# [WORK TO BE COMPLETED]
Transcribe the following entries word for word; no picture is to appear in the copy.

# [EXCERPTED DATA]
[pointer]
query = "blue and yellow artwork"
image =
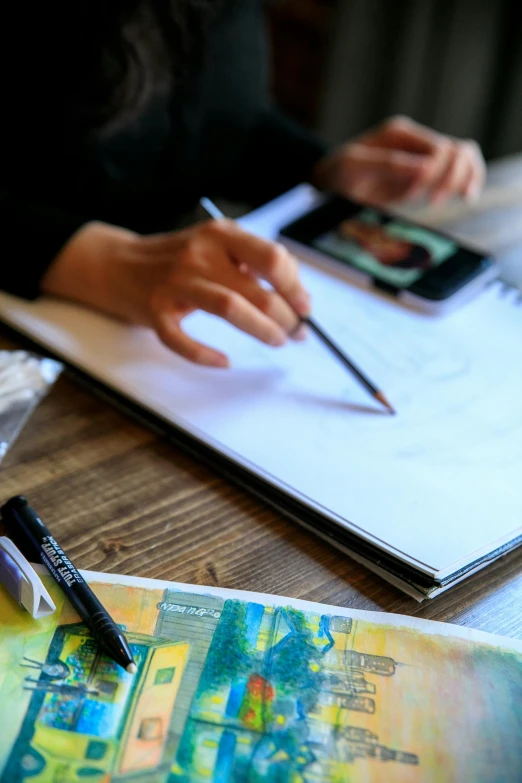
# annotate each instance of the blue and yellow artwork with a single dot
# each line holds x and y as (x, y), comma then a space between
(242, 688)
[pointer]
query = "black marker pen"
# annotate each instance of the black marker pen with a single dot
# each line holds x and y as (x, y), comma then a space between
(27, 529)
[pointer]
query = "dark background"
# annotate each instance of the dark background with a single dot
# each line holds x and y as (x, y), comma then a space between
(340, 66)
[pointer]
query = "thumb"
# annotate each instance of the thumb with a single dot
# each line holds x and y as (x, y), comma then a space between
(379, 160)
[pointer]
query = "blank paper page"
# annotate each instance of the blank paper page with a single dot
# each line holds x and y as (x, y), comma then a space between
(435, 484)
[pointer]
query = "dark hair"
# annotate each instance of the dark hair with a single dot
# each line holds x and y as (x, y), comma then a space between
(131, 48)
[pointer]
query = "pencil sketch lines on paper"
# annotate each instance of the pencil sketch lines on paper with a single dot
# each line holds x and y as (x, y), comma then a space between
(226, 690)
(485, 423)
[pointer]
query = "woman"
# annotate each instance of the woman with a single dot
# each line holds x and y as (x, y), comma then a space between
(123, 113)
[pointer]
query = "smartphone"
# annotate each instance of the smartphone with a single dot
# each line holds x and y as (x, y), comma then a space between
(423, 268)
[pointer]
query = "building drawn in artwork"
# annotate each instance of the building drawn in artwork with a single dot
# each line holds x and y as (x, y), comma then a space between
(226, 690)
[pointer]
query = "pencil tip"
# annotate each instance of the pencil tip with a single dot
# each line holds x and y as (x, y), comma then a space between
(382, 399)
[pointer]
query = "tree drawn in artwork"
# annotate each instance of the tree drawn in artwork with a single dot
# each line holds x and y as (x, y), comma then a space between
(295, 661)
(228, 653)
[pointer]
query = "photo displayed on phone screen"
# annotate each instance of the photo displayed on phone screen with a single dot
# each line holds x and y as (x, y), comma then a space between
(386, 248)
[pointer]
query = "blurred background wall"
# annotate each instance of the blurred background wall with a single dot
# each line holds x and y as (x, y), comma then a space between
(340, 66)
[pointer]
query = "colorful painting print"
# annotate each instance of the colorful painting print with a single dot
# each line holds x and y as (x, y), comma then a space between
(244, 688)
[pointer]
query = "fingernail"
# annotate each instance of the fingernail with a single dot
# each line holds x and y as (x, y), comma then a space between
(278, 339)
(302, 304)
(300, 334)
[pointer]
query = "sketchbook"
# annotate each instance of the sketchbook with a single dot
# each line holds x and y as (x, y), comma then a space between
(424, 498)
(237, 687)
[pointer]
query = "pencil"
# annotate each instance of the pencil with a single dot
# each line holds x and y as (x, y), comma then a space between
(215, 213)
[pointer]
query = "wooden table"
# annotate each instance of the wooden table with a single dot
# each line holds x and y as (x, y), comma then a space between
(121, 499)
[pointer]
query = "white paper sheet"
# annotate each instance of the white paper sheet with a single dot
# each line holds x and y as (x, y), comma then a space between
(439, 484)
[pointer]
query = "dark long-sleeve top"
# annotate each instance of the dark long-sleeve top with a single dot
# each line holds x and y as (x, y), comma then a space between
(216, 133)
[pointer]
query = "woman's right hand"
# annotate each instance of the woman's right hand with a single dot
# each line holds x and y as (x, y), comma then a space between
(157, 280)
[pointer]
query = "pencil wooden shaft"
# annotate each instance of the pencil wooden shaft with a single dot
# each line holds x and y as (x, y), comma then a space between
(342, 357)
(216, 213)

# [ANSWER FOR THE TASK]
[pointer]
query = "blue and yellow artwork"
image =
# annotate each instance of the blue and yellow artwork with a single dot
# each line holds x and y as (x, y), comma then a space between
(242, 688)
[pointer]
query = "black marker pen"
# annotate each instance of the black marker pen with a single dot
# each line holds x and y as (x, y), comma then a space between
(27, 529)
[pointer]
query = "dark background"
# annotate each instance of the dark background with a single dot
# each line holds x and y as (x, y), comma then a space between
(340, 66)
[pointer]
query = "thumb"
# annotate each instance of the thumb with a single dot
# each line holds x and y as (x, y), comma then a space between
(379, 160)
[pointer]
query = "blank paper page"
# annotate each instance of the blank paper page with a single dot
# each line holds x and y as (x, y), comma then a space between
(435, 484)
[pointer]
query = "dark hair"
# annotate each instance of the dark hair with a single dot
# each line holds x and y as (x, y), comma then a space between
(131, 48)
[pointer]
query = "pencil sketch lines on paper"
# annotate each instance of the pencil sketch lines on paper with a single dot
# each line holds x and y as (x, y), comma then a space between
(226, 690)
(485, 423)
[pointer]
query = "woman"
# annotate each instance of the woman with a single dot
# each line holds x and y as (x, y), comma then a space between
(123, 113)
[pointer]
query = "smartphone"
# annotate each instance of the smartphone with a single dot
# each line holds x and y as (x, y), comma then a space between
(423, 268)
[pointer]
query = "building drawn in artwork"
# annotate each instance of the building drawn in artwork with a single dot
# each line holds x and y as (x, y), comma then a space between
(226, 690)
[pointer]
query = "pencil tip"
# annotate each instance of the pencil tip with a single dot
# each line holds x and y as (x, y), comma then a space between
(382, 399)
[pointer]
query = "tree drawn in artwork"
# annotate each instance of the tree drawn in artwork with a single dot
# each line holds x and y as (x, y), comma then a space between
(295, 661)
(228, 653)
[pointer]
query = "photo displayed on phone screen"
# annotate each instance of the photo displayed on phone screen with a single dot
# each line holds x and y as (x, y), comma then a space between
(386, 248)
[pointer]
query = "blurred background wall"
# annotate each instance of the blurred background wall with a single dot
# each line holds x and y as (x, y), comma then a space between
(340, 66)
[pointer]
query = "colorful painting print"
# annotate each instance of the colorful painting print with a single dot
# each line holds x and y as (x, y), comma then a space between
(244, 688)
[pointer]
query = "fingernail"
# annotate each instance of the fingernail with a single dot
# each line holds x and y as (x, y), comma then a space between
(278, 339)
(302, 304)
(300, 334)
[pointer]
query = "sketchbook"
# annotate each instance of the sketchbook with a single dot
# each line holds x and y as (x, y), comma then a space between
(424, 498)
(237, 687)
[pointer]
query = "pencil"
# annotate each instance of the pencil with a single dot
# each line holds x and y as (x, y), comma then a space between
(215, 213)
[pointer]
query = "wooden table"
# annotate each instance of the wooden table with a single dot
# each line holds x and y as (x, y), comma then a space between
(121, 499)
[pointer]
query = "white paper sheet"
# annotate each instance of the white paper sheet with a single dot
# each line holds x and y as (x, y), comma then a space between
(439, 484)
[pointer]
query = "dark long-sleeve top"
# annotate each instance of the dark long-sleeve top with a single dot
# each line holds x and y as (x, y), comma then a space between
(216, 133)
[pointer]
query = "woman's right hand"
# annotate each instance of the woman's right hand with a single dot
# each line holds x and y as (x, y), comma then a space between
(157, 280)
[pointer]
query = "pencil wooden shaft"
# annotate each instance of the pencil wooden shaft with a single dot
# each line holds x and y as (x, y), comma then a space between
(342, 357)
(216, 213)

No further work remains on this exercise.